Start of Block

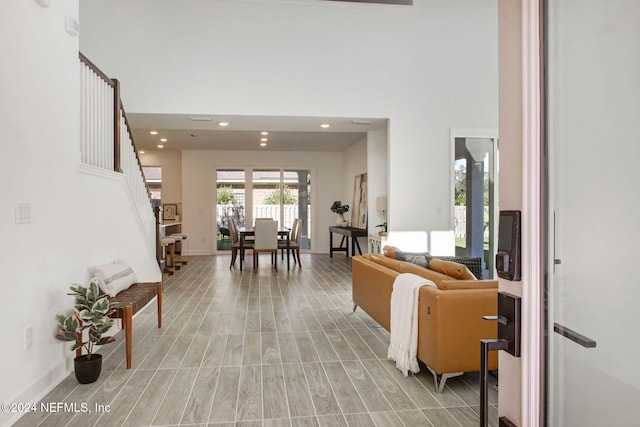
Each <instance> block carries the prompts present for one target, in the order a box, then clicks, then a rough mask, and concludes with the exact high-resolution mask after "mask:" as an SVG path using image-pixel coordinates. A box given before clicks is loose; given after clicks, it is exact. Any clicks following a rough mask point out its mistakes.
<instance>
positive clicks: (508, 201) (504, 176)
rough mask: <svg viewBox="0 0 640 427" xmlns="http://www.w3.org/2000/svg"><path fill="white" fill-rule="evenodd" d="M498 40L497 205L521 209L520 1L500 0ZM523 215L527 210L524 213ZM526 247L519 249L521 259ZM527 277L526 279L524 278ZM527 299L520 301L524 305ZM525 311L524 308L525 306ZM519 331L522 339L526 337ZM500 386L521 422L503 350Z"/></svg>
mask: <svg viewBox="0 0 640 427" xmlns="http://www.w3.org/2000/svg"><path fill="white" fill-rule="evenodd" d="M499 16H500V18H499V22H500V31H499V40H500V42H499V43H500V89H499V91H500V92H499V93H500V98H499V99H500V101H499V102H500V128H499V134H500V141H499V160H500V163H499V166H498V167H499V171H500V172H499V179H500V184H499V186H500V194H499V200H498V205H499V208H500V209H501V210H505V209H514V210H522V208H523V195H522V185H523V183H522V182H523V180H522V165H523V157H522V153H523V150H522V143H523V142H522V141H523V125H522V123H523V122H522V111H523V110H522V103H523V97H522V91H523V87H522V85H523V83H522V18H521V16H522V3H521V1H520V0H517V1H513V0H499ZM525 214H526V213H525ZM527 255H528V249H527V247H526V246H523V248H522V258H523V260H524V259H526V258H527ZM525 280H526V279H525ZM498 282H499V288H500V291H501V292H508V293H511V294H513V295H517V296H520V297H521V298H522V297H523V291H522V285H523V283H522V282H510V281H508V280H504V279H498ZM527 302H528V301H527V299H526V298H524V299H523V301H522V304H523V307H524V305H526V304H527ZM525 310H526V309H525ZM528 335H529V334H528V331H527V330H525V329H523V330H522V337H521V338H522V342H523V343H524V342H526V341H527V339H528ZM498 363H499V366H500V388H499V390H498V400H499V403H500V404H499V408H498V409H499V412H500V416H506V417H507V418H509V419H510V420H511V421H512V422H514V423H515V424H516V425H523V423H522V404H521V399H522V391H521V390H522V359H521V358H515V357H513V356H511V355H510V354H508V353H507V352H505V351H501V352H500V353H499V361H498Z"/></svg>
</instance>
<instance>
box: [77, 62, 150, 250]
mask: <svg viewBox="0 0 640 427" xmlns="http://www.w3.org/2000/svg"><path fill="white" fill-rule="evenodd" d="M80 74H81V84H82V87H81V91H80V92H81V95H80V96H81V115H82V117H81V132H82V137H81V160H82V163H84V164H87V165H91V166H93V167H96V168H100V169H105V170H108V171H115V172H119V173H122V174H123V176H124V181H125V182H126V183H127V187H128V189H129V194H130V196H131V199H130V200H131V201H132V204H133V209H134V210H135V211H136V212H137V215H138V219H139V220H140V222H139V224H140V225H141V227H142V229H143V230H144V234H145V235H146V238H147V245H148V247H149V250H150V251H151V252H152V253H154V254H155V255H156V257H157V254H158V243H157V228H156V227H157V216H156V215H157V213H156V212H155V210H154V208H153V204H152V202H151V195H150V193H149V189H148V187H147V183H146V180H145V178H144V174H143V172H142V165H141V163H140V159H139V157H138V153H137V151H136V147H135V143H134V141H133V137H132V135H131V132H130V128H129V123H128V120H127V116H126V113H125V111H124V108H123V107H122V104H121V102H120V90H119V84H118V81H117V80H115V79H110V78H109V77H107V76H106V75H105V74H104V73H103V72H102V71H100V69H98V67H96V66H95V65H94V64H93V63H91V61H89V60H88V59H87V58H86V57H85V56H84V55H82V54H80Z"/></svg>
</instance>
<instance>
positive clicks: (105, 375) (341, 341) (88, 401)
mask: <svg viewBox="0 0 640 427" xmlns="http://www.w3.org/2000/svg"><path fill="white" fill-rule="evenodd" d="M187 259H188V264H187V265H185V266H184V267H183V268H182V269H181V270H179V271H177V272H176V274H175V275H173V276H170V277H166V278H165V281H164V300H163V302H164V310H163V327H162V328H161V329H158V328H157V324H156V309H155V304H154V303H152V304H150V305H148V306H147V308H146V309H145V310H143V311H142V312H140V313H138V314H137V315H136V317H135V318H134V321H133V366H132V369H126V366H125V355H124V337H123V336H122V333H121V332H120V333H118V334H117V336H116V337H117V341H116V343H114V344H111V345H109V346H106V347H104V348H102V349H101V351H100V352H101V353H102V354H103V356H104V361H103V362H104V363H103V368H102V374H101V376H100V378H99V379H98V381H97V382H95V383H93V384H86V385H80V384H78V383H77V381H76V379H75V377H74V376H73V374H71V375H69V376H68V377H67V378H65V379H64V380H63V381H62V382H61V383H60V384H59V385H58V386H56V387H55V389H54V390H52V391H51V392H49V393H48V394H47V395H46V396H45V397H44V398H43V399H42V402H62V403H66V404H71V403H74V402H75V403H77V404H78V408H84V407H86V408H87V409H88V411H86V412H83V411H82V410H79V411H78V412H76V411H73V410H62V411H60V412H55V413H53V412H50V413H46V412H37V413H29V414H26V415H25V416H23V417H22V418H21V419H20V420H18V421H17V422H16V423H15V424H14V425H15V426H17V427H23V426H28V427H33V426H46V427H52V426H61V427H62V426H83V427H85V426H109V427H112V426H193V427H195V426H198V427H200V426H209V427H214V426H215V427H218V426H219V427H222V426H243V427H253V426H256V427H280V426H286V427H294V426H318V427H320V426H377V427H387V426H389V427H394V426H407V427H413V426H434V427H448V426H456V427H460V426H463V427H467V426H469V427H476V426H477V425H478V424H479V415H478V412H479V409H478V408H479V400H480V393H479V388H480V385H479V379H478V374H477V373H470V374H465V375H463V376H460V377H456V378H452V379H449V380H448V381H447V383H446V387H445V389H444V391H443V392H442V393H436V392H435V386H434V383H433V378H432V375H431V374H430V373H429V371H428V370H427V369H426V367H425V366H423V365H421V372H420V373H419V374H417V375H410V376H408V377H404V376H403V375H402V373H401V372H400V371H399V370H397V369H396V368H395V366H394V364H393V362H391V361H389V360H387V358H386V352H387V345H388V342H389V334H388V332H387V331H386V330H384V329H383V328H382V327H380V325H378V324H377V323H376V322H375V321H374V320H372V319H371V318H370V317H369V316H368V315H367V314H366V313H364V312H363V311H362V310H360V309H357V310H356V311H355V312H353V303H352V300H351V264H350V260H349V259H345V257H344V256H336V257H333V258H330V257H329V256H327V255H320V254H302V268H300V267H298V266H297V265H294V264H293V263H292V264H291V270H289V271H287V269H286V267H285V266H286V262H285V263H281V268H280V269H279V271H277V272H276V271H275V270H274V269H273V268H272V267H271V266H270V265H269V263H268V262H266V263H263V265H260V267H259V268H258V269H257V270H253V269H252V268H251V267H250V266H249V268H246V269H245V270H244V271H239V269H238V268H236V267H234V268H232V269H229V261H230V256H228V255H217V256H201V257H188V258H187ZM479 348H480V345H478V352H479ZM479 357H480V356H479V354H478V358H479ZM494 383H495V381H494ZM489 401H490V408H489V414H490V425H492V426H497V424H498V422H497V419H498V411H497V391H496V388H495V387H490V396H489ZM81 404H84V405H86V406H80V405H81ZM67 406H68V408H70V409H71V408H72V407H71V406H70V405H67Z"/></svg>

End of Block

[Problem to work on]
Every line of the material is to be quoted exactly, with no pictures carried over.

[Response]
Each <instance> block carries the prompts present for one target, in the order a box, then clicks, then a rough mask, and concludes with the exact high-resolution mask after "mask:" as an SVG path using image-pixel coordinates. A box given before clicks is loose; given after clicks, it is exact. Any clicks following a rough mask point out its mistakes.
<instance>
positive clicks: (508, 201) (504, 176)
rough mask: <svg viewBox="0 0 640 427" xmlns="http://www.w3.org/2000/svg"><path fill="white" fill-rule="evenodd" d="M498 40L497 205L521 209L520 1L500 0ZM523 215L527 210L524 213ZM526 247L519 249L521 259ZM527 277L526 279L524 278ZM527 299L520 301L524 305ZM525 311L524 308L525 306ZM519 331L522 339L526 337ZM500 386L521 422L503 350Z"/></svg>
mask: <svg viewBox="0 0 640 427" xmlns="http://www.w3.org/2000/svg"><path fill="white" fill-rule="evenodd" d="M499 16H500V18H499V22H500V31H499V40H500V42H499V43H500V89H499V91H500V92H499V93H500V98H499V99H500V101H499V102H500V128H499V134H500V141H499V160H500V163H499V166H498V167H499V171H500V172H499V179H500V184H499V186H500V194H499V200H498V205H499V208H500V209H501V210H505V209H514V210H522V208H523V195H522V185H523V183H522V182H523V180H522V165H523V157H522V153H523V150H522V143H523V142H522V141H523V125H522V123H523V122H522V111H523V110H522V103H523V97H522V91H523V87H522V85H523V83H522V18H521V16H522V3H521V1H520V0H517V1H513V0H499ZM525 214H526V213H525ZM527 255H528V249H527V247H526V246H523V248H522V258H523V260H524V259H526V258H527ZM525 280H526V279H525ZM498 282H499V288H500V291H501V292H508V293H511V294H513V295H517V296H520V297H521V298H522V297H523V291H522V285H523V283H522V282H510V281H508V280H504V279H498ZM527 302H528V301H527V299H526V298H524V299H523V301H522V304H523V307H524V305H526V304H527ZM525 310H526V309H525ZM528 335H529V334H528V331H527V330H525V329H523V330H522V337H521V338H522V342H523V343H524V342H526V341H527V339H528ZM498 363H499V366H500V388H499V390H498V400H499V403H500V404H499V408H498V409H499V412H500V416H506V417H507V418H509V419H510V420H511V421H512V422H514V423H515V424H516V425H523V423H522V404H521V399H522V391H521V390H522V359H521V358H515V357H513V356H511V355H510V354H508V353H507V352H505V351H501V352H500V353H499V361H498Z"/></svg>
</instance>
<instance>
box: [77, 62, 150, 250]
mask: <svg viewBox="0 0 640 427" xmlns="http://www.w3.org/2000/svg"><path fill="white" fill-rule="evenodd" d="M80 74H81V84H82V87H81V91H80V92H81V95H80V96H81V115H82V117H81V132H82V137H81V160H82V163H84V164H87V165H91V166H93V167H96V168H100V169H105V170H108V171H115V172H119V173H122V174H123V176H124V181H125V182H126V183H127V187H128V189H129V194H130V196H131V199H130V200H131V201H132V204H133V209H134V210H135V211H136V212H137V215H138V219H139V220H140V222H139V224H140V225H141V227H142V229H143V230H144V234H145V235H146V238H147V245H148V247H149V250H150V251H151V252H152V253H154V254H155V255H156V257H157V254H158V243H157V228H156V227H157V216H156V215H157V213H156V212H155V210H154V208H153V204H152V202H151V195H150V193H149V189H148V187H147V183H146V180H145V178H144V174H143V172H142V165H141V163H140V159H139V157H138V153H137V151H136V147H135V143H134V141H133V137H132V135H131V132H130V128H129V123H128V120H127V116H126V113H125V111H124V108H123V107H122V104H121V102H120V90H119V84H118V81H117V80H115V79H110V78H109V77H107V76H106V75H105V74H104V73H103V72H102V71H100V69H98V67H96V66H95V65H94V64H93V63H91V61H89V60H88V59H87V58H86V57H85V56H84V55H82V54H80Z"/></svg>
</instance>
<instance>
positive clicks: (105, 375) (341, 341) (88, 401)
mask: <svg viewBox="0 0 640 427" xmlns="http://www.w3.org/2000/svg"><path fill="white" fill-rule="evenodd" d="M187 259H188V264H187V265H185V266H184V267H183V268H182V269H181V270H179V271H177V272H176V274H175V275H173V276H170V277H166V278H165V281H164V300H163V302H164V310H163V327H162V328H161V329H158V328H157V324H156V309H155V304H154V303H152V304H150V305H148V306H147V308H146V309H145V310H143V311H142V312H140V313H138V314H137V315H136V317H135V318H134V321H133V366H132V369H126V366H125V355H124V337H123V336H122V333H121V332H120V333H118V334H117V336H116V337H117V341H116V343H114V344H111V345H109V346H106V347H104V348H102V349H101V351H100V352H101V353H102V354H103V356H104V361H103V362H104V363H103V368H102V374H101V376H100V378H99V379H98V381H97V382H95V383H93V384H86V385H80V384H78V383H77V381H76V379H75V377H74V376H73V374H71V375H69V376H68V377H67V378H65V379H64V380H63V381H62V382H61V383H60V384H59V385H58V386H56V387H55V389H54V390H52V391H51V392H49V393H48V394H47V395H46V396H45V397H44V398H43V399H42V402H62V403H66V404H71V403H74V402H75V403H77V404H78V408H84V407H86V408H87V409H88V411H86V412H83V411H82V410H79V411H78V412H76V411H73V410H62V411H60V412H55V413H53V412H50V413H46V412H37V413H29V414H26V415H25V416H23V417H22V418H21V419H20V420H18V421H17V422H16V423H15V424H14V425H15V426H17V427H23V426H28V427H33V426H46V427H52V426H61V427H62V426H83V427H85V426H109V427H112V426H193V427H195V426H198V427H200V426H209V427H214V426H215V427H218V426H219V427H222V426H243V427H253V426H256V427H280V426H286V427H294V426H318V427H320V426H377V427H387V426H389V427H394V426H407V427H413V426H434V427H448V426H456V427H460V426H463V427H467V426H469V427H476V426H477V425H478V424H479V415H478V412H479V409H478V408H479V400H480V393H479V388H480V385H479V379H478V374H477V373H470V374H465V375H463V376H460V377H456V378H452V379H449V380H448V381H447V383H446V387H445V389H444V391H443V392H442V393H436V392H435V386H434V383H433V378H432V375H431V374H430V373H429V371H428V370H427V369H426V367H425V366H423V365H421V372H420V373H419V374H417V375H410V376H408V377H404V376H403V375H402V373H401V372H400V371H399V370H397V369H396V368H395V366H394V364H393V362H391V361H389V360H387V358H386V352H387V345H388V342H389V334H388V332H387V331H386V330H384V329H383V328H382V327H380V325H378V324H377V323H376V322H375V321H374V320H372V319H371V318H370V317H369V316H368V315H367V314H366V313H364V312H363V311H362V310H360V309H357V310H356V311H355V312H353V303H352V300H351V264H350V260H349V259H345V257H344V256H336V257H333V258H330V257H329V256H327V255H320V254H302V268H300V267H298V266H297V265H294V264H293V263H292V264H291V270H289V271H287V269H286V267H285V266H286V262H285V263H281V268H280V269H279V271H277V272H276V271H275V270H274V269H273V268H272V267H271V266H270V265H269V263H268V262H266V263H263V265H260V267H259V268H258V269H257V270H253V269H252V268H251V267H250V266H249V268H246V269H245V270H244V271H239V269H238V268H236V267H234V268H232V269H229V261H230V256H228V255H217V256H201V257H188V258H187ZM479 348H480V345H478V352H479ZM479 357H480V356H479V354H478V358H479ZM494 383H495V381H494ZM489 401H490V408H489V414H490V425H492V426H497V424H498V422H497V419H498V411H497V391H496V388H495V387H490V396H489ZM81 404H84V405H86V406H80V405H81ZM67 406H68V408H70V409H71V408H72V407H71V406H70V405H67Z"/></svg>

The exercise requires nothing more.